Source records:
◆ ◆ ◆ ◆

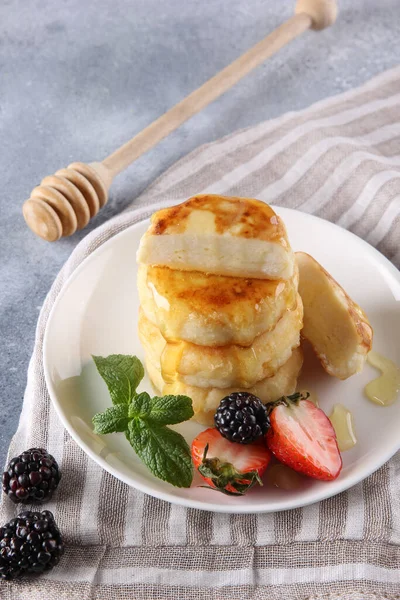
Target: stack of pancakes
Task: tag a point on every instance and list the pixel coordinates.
(220, 311)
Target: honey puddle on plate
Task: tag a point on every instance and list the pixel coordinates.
(343, 424)
(384, 389)
(283, 477)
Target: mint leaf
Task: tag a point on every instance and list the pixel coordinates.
(122, 374)
(164, 451)
(112, 419)
(140, 405)
(169, 410)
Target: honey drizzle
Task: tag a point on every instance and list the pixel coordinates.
(283, 477)
(170, 359)
(343, 424)
(384, 389)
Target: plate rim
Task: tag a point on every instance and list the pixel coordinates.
(142, 214)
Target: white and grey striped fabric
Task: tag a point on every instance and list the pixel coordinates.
(339, 159)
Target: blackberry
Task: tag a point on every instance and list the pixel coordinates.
(30, 543)
(31, 477)
(241, 418)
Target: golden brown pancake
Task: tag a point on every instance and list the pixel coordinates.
(225, 366)
(212, 310)
(337, 328)
(206, 401)
(239, 237)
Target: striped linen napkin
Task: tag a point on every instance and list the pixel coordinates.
(339, 159)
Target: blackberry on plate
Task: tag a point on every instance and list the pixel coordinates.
(31, 477)
(30, 543)
(241, 417)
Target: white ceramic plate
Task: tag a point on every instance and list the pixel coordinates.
(97, 314)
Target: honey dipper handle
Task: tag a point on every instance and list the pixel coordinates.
(315, 14)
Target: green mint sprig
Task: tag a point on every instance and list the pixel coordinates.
(144, 419)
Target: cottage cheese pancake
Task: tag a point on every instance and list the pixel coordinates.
(238, 237)
(212, 310)
(225, 366)
(337, 328)
(206, 401)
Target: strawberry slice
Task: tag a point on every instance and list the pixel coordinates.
(228, 467)
(302, 437)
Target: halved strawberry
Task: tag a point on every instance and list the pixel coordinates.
(228, 467)
(302, 437)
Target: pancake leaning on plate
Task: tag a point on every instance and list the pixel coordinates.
(337, 328)
(213, 310)
(239, 237)
(206, 400)
(225, 366)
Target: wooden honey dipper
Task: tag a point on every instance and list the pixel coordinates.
(66, 201)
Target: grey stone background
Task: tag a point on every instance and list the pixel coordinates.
(78, 78)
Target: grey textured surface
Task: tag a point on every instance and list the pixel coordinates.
(77, 79)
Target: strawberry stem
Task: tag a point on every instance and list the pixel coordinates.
(286, 400)
(223, 474)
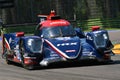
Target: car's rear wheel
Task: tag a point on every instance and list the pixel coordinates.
(5, 53)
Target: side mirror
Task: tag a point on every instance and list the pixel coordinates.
(80, 33)
(19, 34)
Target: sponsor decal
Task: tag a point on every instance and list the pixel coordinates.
(70, 51)
(67, 44)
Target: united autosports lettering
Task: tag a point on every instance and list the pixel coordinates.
(67, 44)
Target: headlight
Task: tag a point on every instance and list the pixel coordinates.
(35, 45)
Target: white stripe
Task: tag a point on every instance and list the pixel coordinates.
(7, 43)
(63, 52)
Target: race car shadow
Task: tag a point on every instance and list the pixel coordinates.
(85, 63)
(76, 64)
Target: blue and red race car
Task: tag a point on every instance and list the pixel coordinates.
(55, 40)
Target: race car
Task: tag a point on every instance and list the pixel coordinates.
(56, 40)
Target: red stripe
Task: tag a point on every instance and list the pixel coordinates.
(56, 50)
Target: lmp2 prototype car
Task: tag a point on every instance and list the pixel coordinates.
(55, 40)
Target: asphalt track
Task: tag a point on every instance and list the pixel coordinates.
(76, 71)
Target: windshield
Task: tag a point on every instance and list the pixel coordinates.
(35, 45)
(62, 31)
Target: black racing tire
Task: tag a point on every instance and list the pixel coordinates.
(28, 67)
(22, 50)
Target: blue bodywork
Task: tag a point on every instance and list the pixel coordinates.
(93, 45)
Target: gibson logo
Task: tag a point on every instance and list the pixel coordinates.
(67, 44)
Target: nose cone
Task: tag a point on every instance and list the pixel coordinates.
(67, 46)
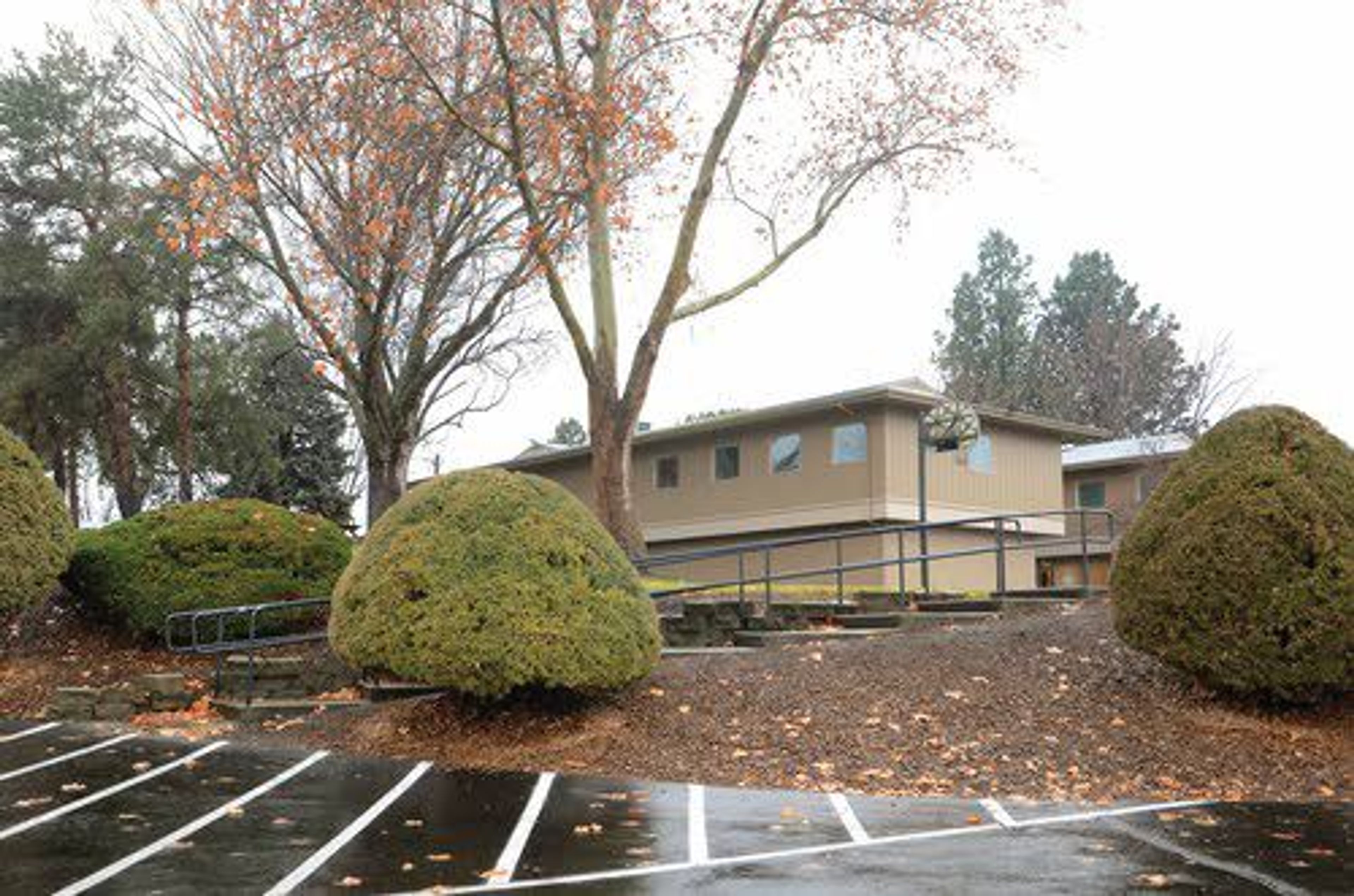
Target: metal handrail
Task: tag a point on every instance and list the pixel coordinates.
(252, 642)
(1002, 524)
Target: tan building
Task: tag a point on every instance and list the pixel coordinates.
(1107, 475)
(838, 464)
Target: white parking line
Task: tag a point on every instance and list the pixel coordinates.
(29, 731)
(66, 757)
(848, 818)
(507, 864)
(999, 812)
(105, 794)
(342, 840)
(698, 846)
(191, 828)
(621, 873)
(1195, 857)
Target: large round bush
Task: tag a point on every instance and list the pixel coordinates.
(36, 532)
(489, 581)
(1241, 566)
(205, 556)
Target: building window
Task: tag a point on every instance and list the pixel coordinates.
(851, 444)
(726, 462)
(980, 455)
(1091, 495)
(786, 454)
(667, 473)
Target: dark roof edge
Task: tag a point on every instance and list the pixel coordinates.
(888, 393)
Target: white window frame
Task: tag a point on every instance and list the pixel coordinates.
(659, 464)
(864, 456)
(1104, 493)
(799, 448)
(714, 461)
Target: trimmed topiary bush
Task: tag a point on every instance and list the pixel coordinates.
(205, 556)
(1241, 566)
(489, 581)
(36, 532)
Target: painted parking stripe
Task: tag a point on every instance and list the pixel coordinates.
(191, 828)
(999, 812)
(622, 873)
(848, 818)
(507, 864)
(1072, 818)
(66, 757)
(29, 731)
(1195, 857)
(105, 794)
(327, 852)
(698, 845)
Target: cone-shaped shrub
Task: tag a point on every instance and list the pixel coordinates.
(1241, 566)
(36, 532)
(488, 581)
(205, 556)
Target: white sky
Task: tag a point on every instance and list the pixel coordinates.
(1207, 145)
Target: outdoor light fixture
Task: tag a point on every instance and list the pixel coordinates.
(948, 427)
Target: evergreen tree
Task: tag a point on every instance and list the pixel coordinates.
(1105, 359)
(986, 354)
(569, 432)
(270, 428)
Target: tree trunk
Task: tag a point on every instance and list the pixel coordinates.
(122, 459)
(612, 432)
(388, 475)
(183, 367)
(72, 465)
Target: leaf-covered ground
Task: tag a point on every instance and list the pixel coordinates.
(1042, 707)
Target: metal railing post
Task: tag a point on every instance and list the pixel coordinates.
(902, 567)
(743, 588)
(840, 577)
(1001, 556)
(1086, 558)
(767, 577)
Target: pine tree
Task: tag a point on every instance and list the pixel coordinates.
(986, 355)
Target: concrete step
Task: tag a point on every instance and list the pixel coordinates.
(805, 637)
(1061, 593)
(388, 691)
(261, 710)
(706, 651)
(877, 620)
(959, 606)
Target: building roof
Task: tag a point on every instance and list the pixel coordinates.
(910, 392)
(1126, 451)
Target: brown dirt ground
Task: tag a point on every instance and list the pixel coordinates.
(1042, 707)
(52, 646)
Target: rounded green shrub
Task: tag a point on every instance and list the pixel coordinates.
(1239, 569)
(205, 556)
(488, 581)
(36, 532)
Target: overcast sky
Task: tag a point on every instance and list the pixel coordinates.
(1207, 145)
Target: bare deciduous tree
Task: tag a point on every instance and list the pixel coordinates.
(395, 233)
(598, 106)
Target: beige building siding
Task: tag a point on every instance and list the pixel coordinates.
(757, 505)
(952, 575)
(1025, 475)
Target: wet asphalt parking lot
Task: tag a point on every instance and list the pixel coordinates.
(109, 811)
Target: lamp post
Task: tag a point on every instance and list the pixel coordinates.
(947, 427)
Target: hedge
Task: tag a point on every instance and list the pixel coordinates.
(1239, 569)
(36, 532)
(485, 583)
(205, 556)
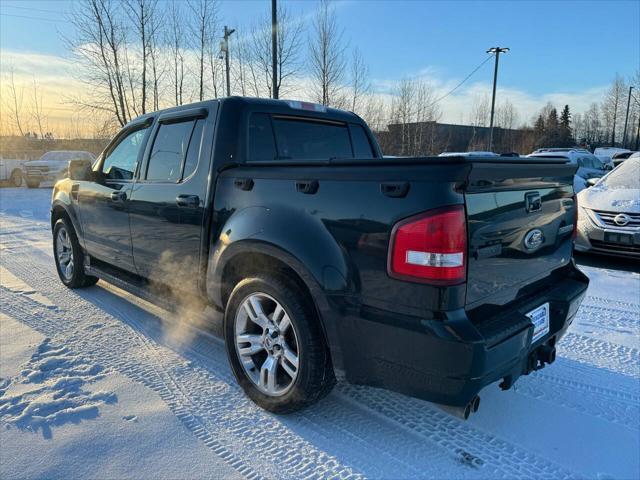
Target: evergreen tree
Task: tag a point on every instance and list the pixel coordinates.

◆ ◆ ◆ ◆

What you should do: Return the material from the line containing "Target: nose cone" through the line containing "Target: tan building", exactly and in full, but without its pictures.

Answer box:
Target: nose cone
Task: tag a point on every instance and list the pixel coordinates.
(67, 46)
Target: metal handrail
Task: tag a point on every instance and list the pixel coordinates.
(252, 642)
(1002, 524)
Target: tan building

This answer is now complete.